TASK DETAILS:
From the entries below, transcribe exactly the lines between the line holding "negative clicks: (479, 763)" and the line holding "box: [544, 511, 754, 635]", inclusive; skip all other lines.

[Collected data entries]
^^^^^^^^^^^^^^^^

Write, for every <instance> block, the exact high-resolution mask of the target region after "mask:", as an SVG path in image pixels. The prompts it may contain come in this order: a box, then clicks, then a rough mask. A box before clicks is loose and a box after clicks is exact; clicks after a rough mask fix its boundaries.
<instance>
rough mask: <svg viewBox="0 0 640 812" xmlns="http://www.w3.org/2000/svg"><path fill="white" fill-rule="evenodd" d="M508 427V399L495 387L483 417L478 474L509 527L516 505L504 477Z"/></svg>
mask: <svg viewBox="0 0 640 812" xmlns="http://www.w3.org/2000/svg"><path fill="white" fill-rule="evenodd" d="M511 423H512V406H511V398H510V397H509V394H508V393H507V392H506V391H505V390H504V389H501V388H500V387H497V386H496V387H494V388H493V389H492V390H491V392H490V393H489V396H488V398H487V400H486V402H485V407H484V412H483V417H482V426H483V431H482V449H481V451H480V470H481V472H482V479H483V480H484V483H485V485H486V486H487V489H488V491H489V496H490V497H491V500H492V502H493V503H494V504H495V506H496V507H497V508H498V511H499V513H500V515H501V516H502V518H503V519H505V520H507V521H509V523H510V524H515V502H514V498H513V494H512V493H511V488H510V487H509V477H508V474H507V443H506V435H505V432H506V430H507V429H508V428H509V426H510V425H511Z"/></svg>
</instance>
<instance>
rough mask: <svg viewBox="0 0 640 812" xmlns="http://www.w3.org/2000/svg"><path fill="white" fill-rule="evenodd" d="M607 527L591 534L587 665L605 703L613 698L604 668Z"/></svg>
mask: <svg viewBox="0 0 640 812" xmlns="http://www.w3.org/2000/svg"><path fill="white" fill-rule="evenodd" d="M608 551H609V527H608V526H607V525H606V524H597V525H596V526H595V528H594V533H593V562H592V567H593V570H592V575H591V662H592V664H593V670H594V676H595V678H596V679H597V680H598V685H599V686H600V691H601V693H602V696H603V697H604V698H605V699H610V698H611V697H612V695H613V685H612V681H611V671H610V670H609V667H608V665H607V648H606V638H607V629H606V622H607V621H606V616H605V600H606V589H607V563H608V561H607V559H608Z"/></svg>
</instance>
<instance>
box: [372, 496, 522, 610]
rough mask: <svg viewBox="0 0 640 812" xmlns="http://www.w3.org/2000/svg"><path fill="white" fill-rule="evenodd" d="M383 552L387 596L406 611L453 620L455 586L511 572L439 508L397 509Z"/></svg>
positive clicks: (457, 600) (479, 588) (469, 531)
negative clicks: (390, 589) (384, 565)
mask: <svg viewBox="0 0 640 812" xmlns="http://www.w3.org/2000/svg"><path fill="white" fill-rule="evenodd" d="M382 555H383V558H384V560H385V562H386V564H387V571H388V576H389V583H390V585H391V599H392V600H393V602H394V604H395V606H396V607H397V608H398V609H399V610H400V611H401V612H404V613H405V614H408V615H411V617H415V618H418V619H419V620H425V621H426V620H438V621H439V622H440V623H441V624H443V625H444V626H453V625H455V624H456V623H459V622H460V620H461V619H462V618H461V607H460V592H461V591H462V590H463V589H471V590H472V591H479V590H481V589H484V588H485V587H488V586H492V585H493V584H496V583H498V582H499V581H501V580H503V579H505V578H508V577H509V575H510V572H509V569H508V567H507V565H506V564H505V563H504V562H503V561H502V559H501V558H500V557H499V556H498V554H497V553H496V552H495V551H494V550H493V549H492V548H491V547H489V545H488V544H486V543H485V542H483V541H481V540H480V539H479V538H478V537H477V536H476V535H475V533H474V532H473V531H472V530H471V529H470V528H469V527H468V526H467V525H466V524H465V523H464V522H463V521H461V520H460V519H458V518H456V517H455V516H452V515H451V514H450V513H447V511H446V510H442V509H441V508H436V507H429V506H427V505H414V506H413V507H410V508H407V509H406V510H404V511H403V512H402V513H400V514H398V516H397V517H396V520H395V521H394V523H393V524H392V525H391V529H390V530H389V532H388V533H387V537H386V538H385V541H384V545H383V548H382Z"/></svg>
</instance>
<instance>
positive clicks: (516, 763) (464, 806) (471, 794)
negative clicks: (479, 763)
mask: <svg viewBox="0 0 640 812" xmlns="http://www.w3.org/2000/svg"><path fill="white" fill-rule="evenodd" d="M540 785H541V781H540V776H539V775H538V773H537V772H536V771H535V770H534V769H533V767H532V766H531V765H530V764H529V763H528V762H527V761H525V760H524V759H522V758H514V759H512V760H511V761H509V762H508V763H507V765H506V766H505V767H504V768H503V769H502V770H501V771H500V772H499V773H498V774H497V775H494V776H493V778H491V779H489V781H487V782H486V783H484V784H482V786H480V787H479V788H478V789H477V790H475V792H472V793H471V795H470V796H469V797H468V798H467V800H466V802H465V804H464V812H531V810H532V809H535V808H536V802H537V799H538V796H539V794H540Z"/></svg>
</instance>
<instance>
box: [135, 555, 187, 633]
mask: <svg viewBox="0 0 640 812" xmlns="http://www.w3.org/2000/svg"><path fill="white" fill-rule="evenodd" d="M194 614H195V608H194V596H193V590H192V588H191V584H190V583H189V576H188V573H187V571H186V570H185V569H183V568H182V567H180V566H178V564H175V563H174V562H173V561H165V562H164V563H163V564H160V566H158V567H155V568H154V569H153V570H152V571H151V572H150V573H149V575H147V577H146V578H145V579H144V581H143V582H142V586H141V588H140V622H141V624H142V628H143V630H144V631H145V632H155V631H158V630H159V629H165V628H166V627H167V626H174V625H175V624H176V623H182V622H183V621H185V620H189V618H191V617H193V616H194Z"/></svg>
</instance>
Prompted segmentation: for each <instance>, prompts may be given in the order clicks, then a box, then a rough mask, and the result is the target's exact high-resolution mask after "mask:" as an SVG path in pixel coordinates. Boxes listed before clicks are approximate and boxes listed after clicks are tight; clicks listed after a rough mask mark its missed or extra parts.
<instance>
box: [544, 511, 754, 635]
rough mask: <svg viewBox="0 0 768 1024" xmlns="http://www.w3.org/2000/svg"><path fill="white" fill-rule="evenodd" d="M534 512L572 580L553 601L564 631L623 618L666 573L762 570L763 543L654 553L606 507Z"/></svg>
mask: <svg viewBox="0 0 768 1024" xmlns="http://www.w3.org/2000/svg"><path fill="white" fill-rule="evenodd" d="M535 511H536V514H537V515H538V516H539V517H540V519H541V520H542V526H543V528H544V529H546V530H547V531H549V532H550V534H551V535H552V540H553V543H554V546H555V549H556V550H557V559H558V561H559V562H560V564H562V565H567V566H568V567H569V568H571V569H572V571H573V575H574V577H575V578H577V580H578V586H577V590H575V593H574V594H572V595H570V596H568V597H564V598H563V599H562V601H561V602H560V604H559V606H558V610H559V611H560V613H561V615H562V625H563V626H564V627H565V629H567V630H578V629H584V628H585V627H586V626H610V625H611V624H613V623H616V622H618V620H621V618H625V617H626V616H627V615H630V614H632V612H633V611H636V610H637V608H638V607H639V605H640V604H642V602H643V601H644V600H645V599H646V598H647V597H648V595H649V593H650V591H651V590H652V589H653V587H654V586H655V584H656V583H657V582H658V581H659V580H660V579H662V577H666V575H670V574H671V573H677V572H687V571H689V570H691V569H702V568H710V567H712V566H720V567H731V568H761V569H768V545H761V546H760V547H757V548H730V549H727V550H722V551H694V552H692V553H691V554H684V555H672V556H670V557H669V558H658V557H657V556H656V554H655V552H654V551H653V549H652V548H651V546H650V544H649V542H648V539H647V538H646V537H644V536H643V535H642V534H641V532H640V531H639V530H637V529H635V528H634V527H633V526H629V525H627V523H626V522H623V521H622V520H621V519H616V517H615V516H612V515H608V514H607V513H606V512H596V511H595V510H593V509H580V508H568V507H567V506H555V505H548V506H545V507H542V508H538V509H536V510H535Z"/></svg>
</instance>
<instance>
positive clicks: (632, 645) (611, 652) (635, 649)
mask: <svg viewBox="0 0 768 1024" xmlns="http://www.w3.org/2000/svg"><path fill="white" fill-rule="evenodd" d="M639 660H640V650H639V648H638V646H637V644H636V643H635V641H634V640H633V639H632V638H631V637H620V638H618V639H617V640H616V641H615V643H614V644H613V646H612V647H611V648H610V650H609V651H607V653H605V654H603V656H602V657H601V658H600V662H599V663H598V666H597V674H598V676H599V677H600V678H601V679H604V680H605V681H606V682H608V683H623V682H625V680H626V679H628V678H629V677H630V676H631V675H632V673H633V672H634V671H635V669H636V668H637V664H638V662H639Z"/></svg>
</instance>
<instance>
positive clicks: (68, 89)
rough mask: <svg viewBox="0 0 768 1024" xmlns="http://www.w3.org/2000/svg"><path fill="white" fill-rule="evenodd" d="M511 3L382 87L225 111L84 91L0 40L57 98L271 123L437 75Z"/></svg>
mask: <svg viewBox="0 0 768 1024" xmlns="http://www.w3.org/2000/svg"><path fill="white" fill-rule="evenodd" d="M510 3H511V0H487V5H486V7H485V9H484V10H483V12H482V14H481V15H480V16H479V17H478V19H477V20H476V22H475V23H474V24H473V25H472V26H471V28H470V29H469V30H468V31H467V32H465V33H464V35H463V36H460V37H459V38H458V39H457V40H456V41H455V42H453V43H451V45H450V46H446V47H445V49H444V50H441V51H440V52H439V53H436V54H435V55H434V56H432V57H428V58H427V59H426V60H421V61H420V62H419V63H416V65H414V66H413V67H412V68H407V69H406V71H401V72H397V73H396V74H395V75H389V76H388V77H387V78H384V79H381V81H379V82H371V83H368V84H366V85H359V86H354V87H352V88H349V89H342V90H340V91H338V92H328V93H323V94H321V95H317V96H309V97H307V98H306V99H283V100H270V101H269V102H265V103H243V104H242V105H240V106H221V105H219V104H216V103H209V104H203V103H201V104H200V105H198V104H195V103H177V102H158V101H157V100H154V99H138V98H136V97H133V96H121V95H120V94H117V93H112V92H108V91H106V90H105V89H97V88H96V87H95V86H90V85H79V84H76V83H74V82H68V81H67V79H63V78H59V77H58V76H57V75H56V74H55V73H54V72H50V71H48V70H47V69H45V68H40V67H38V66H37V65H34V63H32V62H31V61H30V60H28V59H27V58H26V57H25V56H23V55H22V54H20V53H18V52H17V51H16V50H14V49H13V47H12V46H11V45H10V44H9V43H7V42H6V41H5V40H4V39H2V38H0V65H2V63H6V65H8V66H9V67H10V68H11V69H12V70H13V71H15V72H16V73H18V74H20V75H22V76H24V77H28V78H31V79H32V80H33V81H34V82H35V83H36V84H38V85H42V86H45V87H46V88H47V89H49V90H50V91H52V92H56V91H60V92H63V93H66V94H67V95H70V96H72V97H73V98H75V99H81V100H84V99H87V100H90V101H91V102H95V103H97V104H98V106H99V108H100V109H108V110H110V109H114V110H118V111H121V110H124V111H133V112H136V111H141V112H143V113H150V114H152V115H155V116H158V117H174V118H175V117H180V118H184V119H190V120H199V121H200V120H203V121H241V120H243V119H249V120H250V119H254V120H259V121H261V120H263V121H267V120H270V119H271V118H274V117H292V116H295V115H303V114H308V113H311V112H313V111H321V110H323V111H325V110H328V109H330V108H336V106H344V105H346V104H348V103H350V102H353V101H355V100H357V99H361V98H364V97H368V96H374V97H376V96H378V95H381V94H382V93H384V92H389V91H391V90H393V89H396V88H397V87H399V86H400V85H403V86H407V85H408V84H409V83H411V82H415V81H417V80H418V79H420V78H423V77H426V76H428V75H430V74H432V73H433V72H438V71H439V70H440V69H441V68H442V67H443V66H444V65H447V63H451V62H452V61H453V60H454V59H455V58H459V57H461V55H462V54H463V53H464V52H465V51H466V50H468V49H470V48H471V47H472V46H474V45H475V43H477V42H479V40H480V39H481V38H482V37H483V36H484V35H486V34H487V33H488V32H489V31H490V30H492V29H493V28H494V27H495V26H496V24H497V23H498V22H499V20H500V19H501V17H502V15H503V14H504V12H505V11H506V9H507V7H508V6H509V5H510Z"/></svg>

^^^^^^^^^^^^^^^^

SOLUTION FOR THIS PROBLEM:
negative clicks: (479, 763)
mask: <svg viewBox="0 0 640 812" xmlns="http://www.w3.org/2000/svg"><path fill="white" fill-rule="evenodd" d="M540 785H541V781H540V776H539V775H538V773H537V772H536V771H535V770H534V769H533V767H532V766H531V765H530V764H529V763H528V762H527V761H525V760H524V759H522V758H514V759H512V760H511V761H509V762H508V763H507V765H506V766H505V767H504V768H503V769H502V770H501V771H500V772H499V773H498V774H497V775H494V776H493V778H491V779H489V781H487V782H486V783H484V784H482V786H480V787H479V788H478V789H477V790H475V792H472V793H471V795H470V796H469V797H468V798H467V800H466V802H465V804H464V812H531V810H532V809H535V808H536V802H537V799H538V796H539V794H540Z"/></svg>
</instance>
<instance>
box: [135, 555, 187, 633]
mask: <svg viewBox="0 0 640 812" xmlns="http://www.w3.org/2000/svg"><path fill="white" fill-rule="evenodd" d="M194 614H195V608H194V596H193V590H192V588H191V584H190V583H189V576H188V573H187V571H186V570H185V569H183V568H182V567H180V566H178V564H175V563H174V562H173V561H165V562H164V563H163V564H160V566H158V567H155V568H154V569H153V570H152V571H151V572H150V573H149V575H147V577H146V578H145V579H144V581H143V582H142V586H141V588H140V622H141V624H142V628H143V630H144V631H145V632H155V631H158V630H159V629H165V628H166V627H167V626H174V625H175V624H176V623H182V622H183V621H185V620H189V618H191V617H193V616H194Z"/></svg>
</instance>
Prompted segmentation: for each <instance>, prompts may be given in the order clicks, then a box, then a rough mask, and the result is the target's exact high-resolution mask after "mask:" as an SVG path in pixel coordinates. Boxes listed before clicks are approximate and boxes listed after clicks are tight; clicks listed after a rough mask mark its missed or extra parts.
<instance>
box: [544, 511, 754, 635]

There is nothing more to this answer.